Excerpts of pointing data
· · · · · · ·
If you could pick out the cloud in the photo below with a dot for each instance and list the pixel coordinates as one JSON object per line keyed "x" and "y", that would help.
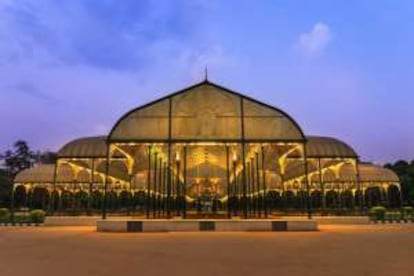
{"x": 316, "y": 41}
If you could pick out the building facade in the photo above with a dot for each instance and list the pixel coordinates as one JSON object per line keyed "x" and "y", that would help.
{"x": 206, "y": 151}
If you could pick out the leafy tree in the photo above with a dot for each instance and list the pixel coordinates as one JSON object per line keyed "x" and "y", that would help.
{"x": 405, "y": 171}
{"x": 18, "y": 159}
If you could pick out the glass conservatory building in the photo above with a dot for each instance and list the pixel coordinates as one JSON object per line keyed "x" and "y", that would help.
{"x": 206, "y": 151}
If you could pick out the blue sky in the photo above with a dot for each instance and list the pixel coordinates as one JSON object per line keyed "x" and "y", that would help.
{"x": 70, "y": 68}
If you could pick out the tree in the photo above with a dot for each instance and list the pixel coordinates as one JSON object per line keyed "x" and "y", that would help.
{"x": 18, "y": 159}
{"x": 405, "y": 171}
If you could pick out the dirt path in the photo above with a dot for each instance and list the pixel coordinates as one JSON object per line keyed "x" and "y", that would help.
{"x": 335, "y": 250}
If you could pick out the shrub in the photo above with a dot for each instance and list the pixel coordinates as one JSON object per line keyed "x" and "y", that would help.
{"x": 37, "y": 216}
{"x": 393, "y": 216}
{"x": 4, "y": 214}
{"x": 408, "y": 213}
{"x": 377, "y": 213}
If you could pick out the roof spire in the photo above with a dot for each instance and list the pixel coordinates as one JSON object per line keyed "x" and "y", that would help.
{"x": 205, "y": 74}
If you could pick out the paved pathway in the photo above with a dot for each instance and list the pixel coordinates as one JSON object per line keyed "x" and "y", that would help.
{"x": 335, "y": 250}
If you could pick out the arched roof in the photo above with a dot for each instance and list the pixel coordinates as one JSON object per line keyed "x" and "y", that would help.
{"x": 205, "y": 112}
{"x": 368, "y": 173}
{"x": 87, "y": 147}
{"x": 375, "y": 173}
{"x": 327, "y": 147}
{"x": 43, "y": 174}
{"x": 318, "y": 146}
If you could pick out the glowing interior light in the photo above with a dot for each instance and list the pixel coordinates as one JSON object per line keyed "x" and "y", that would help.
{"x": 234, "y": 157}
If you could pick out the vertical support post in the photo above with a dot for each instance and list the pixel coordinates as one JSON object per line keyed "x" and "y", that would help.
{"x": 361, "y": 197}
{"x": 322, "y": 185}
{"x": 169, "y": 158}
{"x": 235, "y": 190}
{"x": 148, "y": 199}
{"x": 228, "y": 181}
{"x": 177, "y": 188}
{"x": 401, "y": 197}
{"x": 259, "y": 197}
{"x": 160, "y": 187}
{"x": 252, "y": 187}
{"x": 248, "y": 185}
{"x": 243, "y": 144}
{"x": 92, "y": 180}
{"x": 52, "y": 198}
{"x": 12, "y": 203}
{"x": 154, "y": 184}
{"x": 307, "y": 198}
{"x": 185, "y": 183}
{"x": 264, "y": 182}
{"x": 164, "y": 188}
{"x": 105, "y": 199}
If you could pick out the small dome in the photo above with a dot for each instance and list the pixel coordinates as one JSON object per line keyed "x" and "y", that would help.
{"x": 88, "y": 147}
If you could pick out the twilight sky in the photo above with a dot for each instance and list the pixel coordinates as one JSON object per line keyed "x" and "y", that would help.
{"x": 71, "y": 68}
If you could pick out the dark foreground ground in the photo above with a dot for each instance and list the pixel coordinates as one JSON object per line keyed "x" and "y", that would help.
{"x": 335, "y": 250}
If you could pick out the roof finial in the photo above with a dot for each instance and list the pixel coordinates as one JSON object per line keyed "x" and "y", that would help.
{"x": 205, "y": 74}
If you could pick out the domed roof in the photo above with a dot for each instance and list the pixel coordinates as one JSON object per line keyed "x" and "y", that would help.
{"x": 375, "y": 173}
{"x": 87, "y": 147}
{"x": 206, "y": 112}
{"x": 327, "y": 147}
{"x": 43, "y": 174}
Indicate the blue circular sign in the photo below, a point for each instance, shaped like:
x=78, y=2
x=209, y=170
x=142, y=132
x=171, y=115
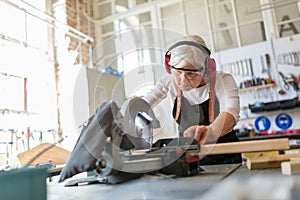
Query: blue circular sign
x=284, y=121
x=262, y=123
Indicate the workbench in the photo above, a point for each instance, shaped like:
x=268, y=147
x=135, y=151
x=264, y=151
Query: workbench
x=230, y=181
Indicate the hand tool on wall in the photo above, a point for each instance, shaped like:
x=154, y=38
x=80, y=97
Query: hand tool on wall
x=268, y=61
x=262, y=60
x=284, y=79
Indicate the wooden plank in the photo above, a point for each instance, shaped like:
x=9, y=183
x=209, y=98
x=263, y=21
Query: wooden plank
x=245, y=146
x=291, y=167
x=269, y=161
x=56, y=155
· · · · · · ·
▶ [STATED GOAL] Reproduce the whole listing exactly, but not the images in it.

▶ [RESULT]
If you could pick out the cloud in the photo below with a dot for each instance and list the pixel coordinates as one JSON object per line keyed "x" and "y", that would help.
{"x": 316, "y": 41}
If you could pick out the building facade in the photo above with a dot for each instance and list the pixel coordinates as one JSON object per line keyed "x" and "y", that would help.
{"x": 206, "y": 151}
If you could pick out the leafy tree in the photo above with a dot for each instance and list the pixel coordinates as one JSON object per line keyed "x" and "y", that would help.
{"x": 405, "y": 171}
{"x": 18, "y": 159}
If you could pick out the glass conservatory building in the photo above with a dot for each instance and list the pixel coordinates as one JSON object per line keyed "x" and "y", that would help.
{"x": 206, "y": 151}
If you could pick out the blue sky in the photo above with a dot for each instance and list the pixel coordinates as one JSON object per line keyed "x" and "y", that would help.
{"x": 70, "y": 68}
If you could pick out the tree in the photo above with a dot for each instance and list the pixel coordinates as one JSON object per line keyed "x" and "y", that would help.
{"x": 18, "y": 159}
{"x": 405, "y": 171}
If you could pick out the dirt path in the photo above with a dot for each instance and list the pixel coordinates as one JSON object per line keyed "x" and "y", that would help.
{"x": 335, "y": 250}
If you could pick out the shrub in the photo above with a dot for each instance and list the pixel coordinates as one JSON object per line keyed "x" and "y", that would help.
{"x": 37, "y": 216}
{"x": 393, "y": 216}
{"x": 4, "y": 214}
{"x": 408, "y": 213}
{"x": 377, "y": 213}
If you could pick out the roof spire in the photo above with a dot for each instance and list the pixel coordinates as one JSON object per line keyed "x" and "y", that would help.
{"x": 205, "y": 74}
If you could pick out the paved pathway in the photo above with a dot for each instance and list the pixel coordinates as one JSON object per line keyed "x" and "y", that would help.
{"x": 335, "y": 250}
If you could pick out the arched roof in the photo above with a dot for each instance and list the pixel coordinates as one JSON object per line keyed "x" and "y", that would help.
{"x": 205, "y": 112}
{"x": 368, "y": 173}
{"x": 87, "y": 147}
{"x": 375, "y": 173}
{"x": 327, "y": 147}
{"x": 43, "y": 174}
{"x": 318, "y": 146}
If you could pick out the glowing interior light in the photo above with a dot for each instance and list the pixel coordinates as one JSON object per line keyed "x" and "y", that would help.
{"x": 234, "y": 157}
If you could pick out the vertical support post in the photo above with a dot for each instance and list the pixel coordinates as one JSON object per line keyed "x" and "y", that would help.
{"x": 361, "y": 197}
{"x": 322, "y": 185}
{"x": 169, "y": 158}
{"x": 235, "y": 190}
{"x": 148, "y": 199}
{"x": 228, "y": 181}
{"x": 177, "y": 188}
{"x": 401, "y": 197}
{"x": 259, "y": 197}
{"x": 160, "y": 187}
{"x": 252, "y": 187}
{"x": 248, "y": 185}
{"x": 243, "y": 144}
{"x": 92, "y": 180}
{"x": 52, "y": 198}
{"x": 12, "y": 203}
{"x": 154, "y": 184}
{"x": 307, "y": 198}
{"x": 185, "y": 183}
{"x": 264, "y": 182}
{"x": 164, "y": 188}
{"x": 105, "y": 199}
If you could pick out the small dome in the photo above with a dot for each instance and list the pixel coordinates as one JSON object per line keyed "x" and "y", that would help.
{"x": 88, "y": 147}
If you could pick out the twilight sky in the photo above with a dot for each instance and list the pixel coordinates as one JSON object per line keyed "x" and "y", that would help.
{"x": 71, "y": 68}
If you could pick out the dark foreground ground in the photo above with a dot for each instance and list the pixel coordinates as one JSON object per line keyed "x" and "y", that would help.
{"x": 335, "y": 250}
If you could pick out the roof finial in the photo above with a dot for each instance and list the pixel coordinates as one JSON object per line keyed "x" and "y", that would help.
{"x": 205, "y": 74}
If you could pick out the domed roof in the photo above with a dot for each instance and list the pixel coordinates as one JSON object per line keyed "x" and "y", that would help.
{"x": 375, "y": 173}
{"x": 87, "y": 147}
{"x": 206, "y": 112}
{"x": 327, "y": 147}
{"x": 43, "y": 174}
Indicate the blue circular sign in the photo below, a point for each instance, shaped like:
x=78, y=2
x=209, y=170
x=142, y=132
x=171, y=115
Query: blue circular sign
x=284, y=121
x=262, y=123
Indicate the workbench in the photo above, a point for each instance, shaped like:
x=268, y=147
x=135, y=151
x=264, y=151
Query: workbench
x=230, y=181
Indicate the hand tool on wall in the photo above, a point for each instance, shaped like:
x=154, y=38
x=80, y=97
Query: hand tool on wall
x=268, y=61
x=262, y=60
x=284, y=79
Indicate the wooden plank in the photo above, a point for each instance, shaped like:
x=9, y=183
x=209, y=98
x=263, y=21
Query: wooden plank
x=245, y=146
x=291, y=167
x=269, y=161
x=56, y=155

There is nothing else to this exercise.